Partially offset by:
A $64 million increase from participation in competitive retail load
auctions; and
A $17 million increase from higher production in the renewables
portfolio.
Operating Expenses. The variance was driven primarily by:
A $140 million decrease in operating and maintenance expenses
resulting primarily from the prior year recognition of MISO exit fees;
lower transmission costs, prior year station outages, and 2011
regulatory asset amortization expenses;
An $88 million decrease primarily from the 2011 impairment of excess
emission allowances as a result of the EPA’s issuance of the Cross-
State Air Pollution Rule (CSAPR);
An $85 million decrease in fuel expenses from the gas-fired generation
assets driven by lower natural gas costs, partially offset by increased
volumes;
A $19 million decrease in fuel used due primarily to the termination of
certain non-core operations at the end of the first quarter of 2011 and
from lower natural gas prices;
A $15 million decrease due to the receipt of funds in 2012 related to a
previously written-off receivable associated with the Lehman Brothers
bankruptcy;
A $15 million decrease in purchased power to serve Duke Energy Retail
customers; and
A $13 million decrease in fuel used for the coal-fired generation assets
driven primarily by lower generation volumes.
Partially offset by:
A $54 million increase in purchased power to serve competitive retail
load auctions.
Other Income and Expense, net. The variance is primarily due to the
sale of certain Duke Energy Generation Services, Inc. (DEGS) operations and
higher equity earnings from the renewables portfolio.
Interest Expense. The variance is primarily due to higher capitalized
interest on wind construction projects.
Income Tax Benefit. The variance in tax benefit is primarily due to
a decrease in pretax income. The effective tax rates for the years ended
December 31, 2012 and 2011 were (9.5) percent and (1.4) percent, respectively.
Matters Impacting Future Commercial Power Results
On February 17, 2014, Commercial Power announced that it had initiated
a process to exit its nonregulated Midwest generation business. Considering
a marketing period of several months and potential regulatory approvals,
Commercial Power expects to dispose of the nonregulated Midwest generation
business by early to mid-2015. In the first quarter of 2014, Commercial Power
will reclassify approximately $3.5 billion carrying value of its Midwest generation
business to assets held for sale and expects to record an estimated pretax
impairment charge of $1 billion to $2 billion to reduce the carrying value to
estimated sales proceeds less cost to sell.

▶ _Given task_:
Answer these questions from the financial report above:
1. By how much did operating and maintenance expenses decrease?
2. What were the effective tax rates for the years ended December 31, 2012 and 2011?
3. By when does Commercial Power expect to dispose of its nonregulated Midwest generation business?

▶ _Extracted entries_:
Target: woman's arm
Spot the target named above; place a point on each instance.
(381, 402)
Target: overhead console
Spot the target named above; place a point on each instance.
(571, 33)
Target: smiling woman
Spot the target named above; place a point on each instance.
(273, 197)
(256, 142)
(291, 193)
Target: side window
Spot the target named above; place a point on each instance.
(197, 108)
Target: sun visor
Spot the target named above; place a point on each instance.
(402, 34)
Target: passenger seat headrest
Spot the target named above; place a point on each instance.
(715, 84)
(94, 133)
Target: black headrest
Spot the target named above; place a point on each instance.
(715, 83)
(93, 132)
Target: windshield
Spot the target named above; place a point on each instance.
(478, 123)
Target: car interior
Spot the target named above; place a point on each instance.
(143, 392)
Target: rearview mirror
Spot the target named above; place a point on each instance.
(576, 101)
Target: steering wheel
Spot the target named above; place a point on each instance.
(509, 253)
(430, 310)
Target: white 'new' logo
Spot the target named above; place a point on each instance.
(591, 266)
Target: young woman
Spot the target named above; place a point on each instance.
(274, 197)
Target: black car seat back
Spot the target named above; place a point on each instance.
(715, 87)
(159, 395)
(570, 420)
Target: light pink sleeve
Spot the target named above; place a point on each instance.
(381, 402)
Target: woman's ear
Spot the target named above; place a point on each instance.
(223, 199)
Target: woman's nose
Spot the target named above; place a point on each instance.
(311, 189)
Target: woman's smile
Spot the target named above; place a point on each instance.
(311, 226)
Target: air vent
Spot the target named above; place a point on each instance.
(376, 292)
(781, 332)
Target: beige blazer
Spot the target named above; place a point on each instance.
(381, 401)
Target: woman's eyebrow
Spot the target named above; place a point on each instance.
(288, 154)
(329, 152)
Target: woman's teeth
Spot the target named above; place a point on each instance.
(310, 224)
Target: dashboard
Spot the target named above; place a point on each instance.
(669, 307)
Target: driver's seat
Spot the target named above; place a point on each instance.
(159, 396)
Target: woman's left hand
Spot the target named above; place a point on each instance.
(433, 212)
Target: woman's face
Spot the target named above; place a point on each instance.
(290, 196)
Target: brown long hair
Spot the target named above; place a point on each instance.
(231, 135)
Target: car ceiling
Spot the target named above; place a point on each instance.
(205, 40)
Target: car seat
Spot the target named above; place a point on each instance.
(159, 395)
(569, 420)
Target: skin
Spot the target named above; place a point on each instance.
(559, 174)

...

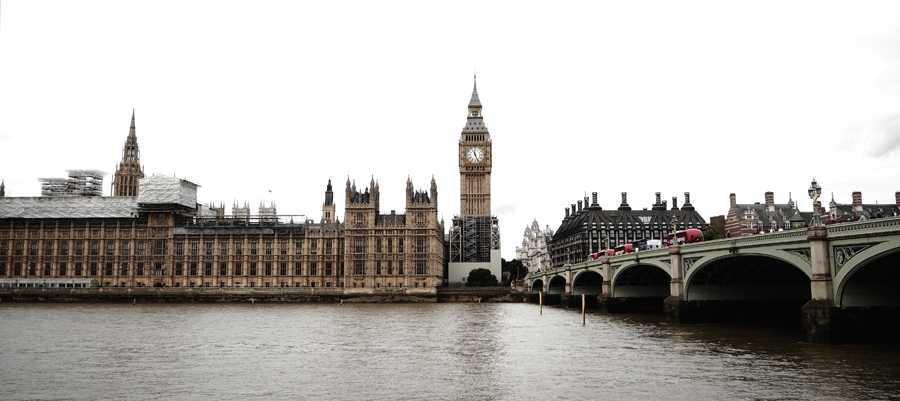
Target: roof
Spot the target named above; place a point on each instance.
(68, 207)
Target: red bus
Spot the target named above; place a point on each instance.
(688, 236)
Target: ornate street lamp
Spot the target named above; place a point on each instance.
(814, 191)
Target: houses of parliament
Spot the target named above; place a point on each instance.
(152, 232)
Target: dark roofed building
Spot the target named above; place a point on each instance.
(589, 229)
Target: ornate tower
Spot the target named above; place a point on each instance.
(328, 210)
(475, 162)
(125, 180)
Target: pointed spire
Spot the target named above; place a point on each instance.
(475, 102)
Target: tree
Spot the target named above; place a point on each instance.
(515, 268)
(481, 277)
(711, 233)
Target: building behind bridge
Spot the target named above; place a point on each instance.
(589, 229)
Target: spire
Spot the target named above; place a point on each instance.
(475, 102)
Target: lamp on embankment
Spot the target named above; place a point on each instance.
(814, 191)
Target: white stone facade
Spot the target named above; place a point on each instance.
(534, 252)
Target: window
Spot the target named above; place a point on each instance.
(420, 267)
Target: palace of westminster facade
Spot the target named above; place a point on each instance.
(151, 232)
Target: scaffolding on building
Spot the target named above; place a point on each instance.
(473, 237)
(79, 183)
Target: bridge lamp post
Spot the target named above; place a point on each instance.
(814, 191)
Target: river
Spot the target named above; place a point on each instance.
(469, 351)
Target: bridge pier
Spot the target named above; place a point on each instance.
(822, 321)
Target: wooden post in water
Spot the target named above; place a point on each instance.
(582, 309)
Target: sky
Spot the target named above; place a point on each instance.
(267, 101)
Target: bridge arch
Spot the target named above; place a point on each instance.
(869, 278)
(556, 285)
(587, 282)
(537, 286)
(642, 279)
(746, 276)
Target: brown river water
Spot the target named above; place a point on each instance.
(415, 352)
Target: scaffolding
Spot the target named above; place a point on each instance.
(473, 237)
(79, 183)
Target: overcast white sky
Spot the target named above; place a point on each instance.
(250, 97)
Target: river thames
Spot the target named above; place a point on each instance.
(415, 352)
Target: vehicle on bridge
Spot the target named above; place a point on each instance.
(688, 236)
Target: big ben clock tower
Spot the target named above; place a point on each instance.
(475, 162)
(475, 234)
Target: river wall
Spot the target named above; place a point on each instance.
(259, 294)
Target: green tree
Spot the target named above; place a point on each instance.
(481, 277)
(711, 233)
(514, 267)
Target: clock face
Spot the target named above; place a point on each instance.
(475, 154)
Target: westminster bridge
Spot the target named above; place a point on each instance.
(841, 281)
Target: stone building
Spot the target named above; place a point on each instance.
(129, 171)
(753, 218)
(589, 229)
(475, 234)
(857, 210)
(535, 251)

--

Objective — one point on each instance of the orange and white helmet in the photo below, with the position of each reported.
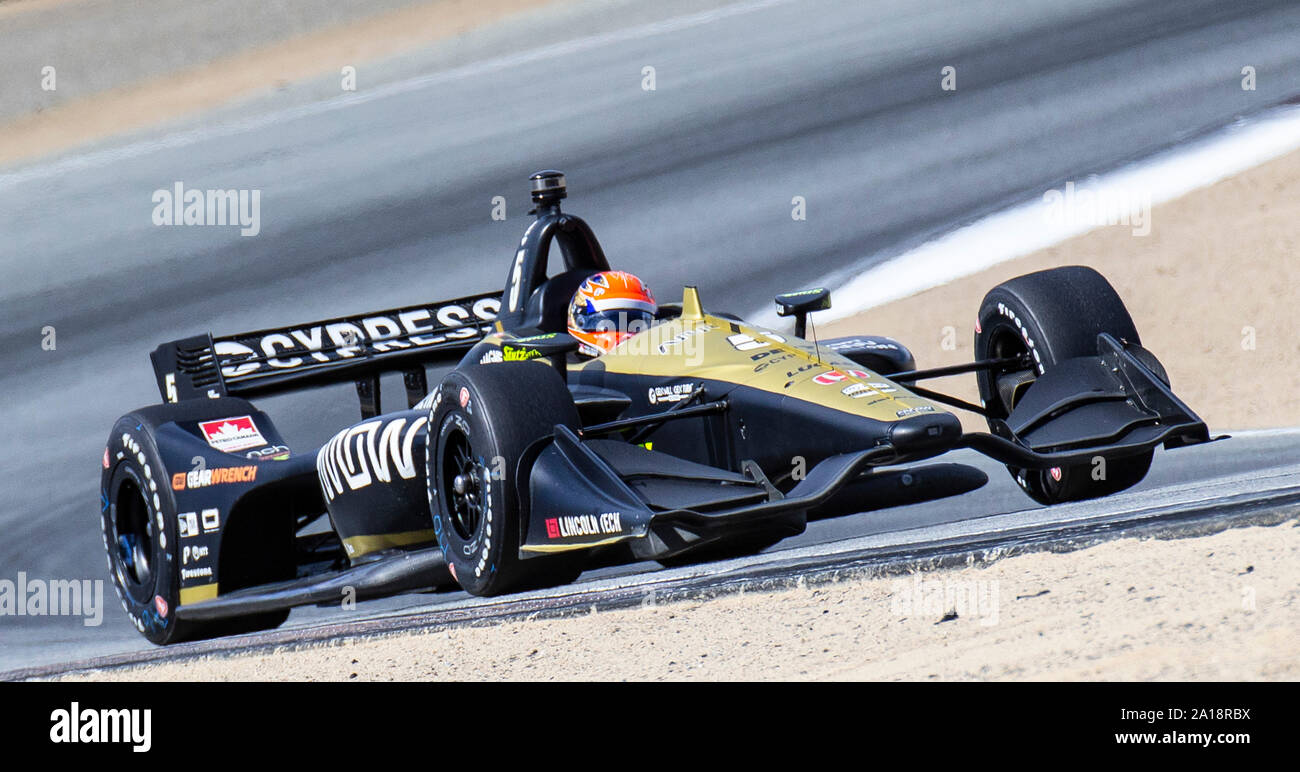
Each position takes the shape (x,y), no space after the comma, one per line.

▶ _Answer for the task_:
1. $140 million.
2. (9.5) percent for 2012 and (1.4) percent for 2011.
3. By early to mid-2015.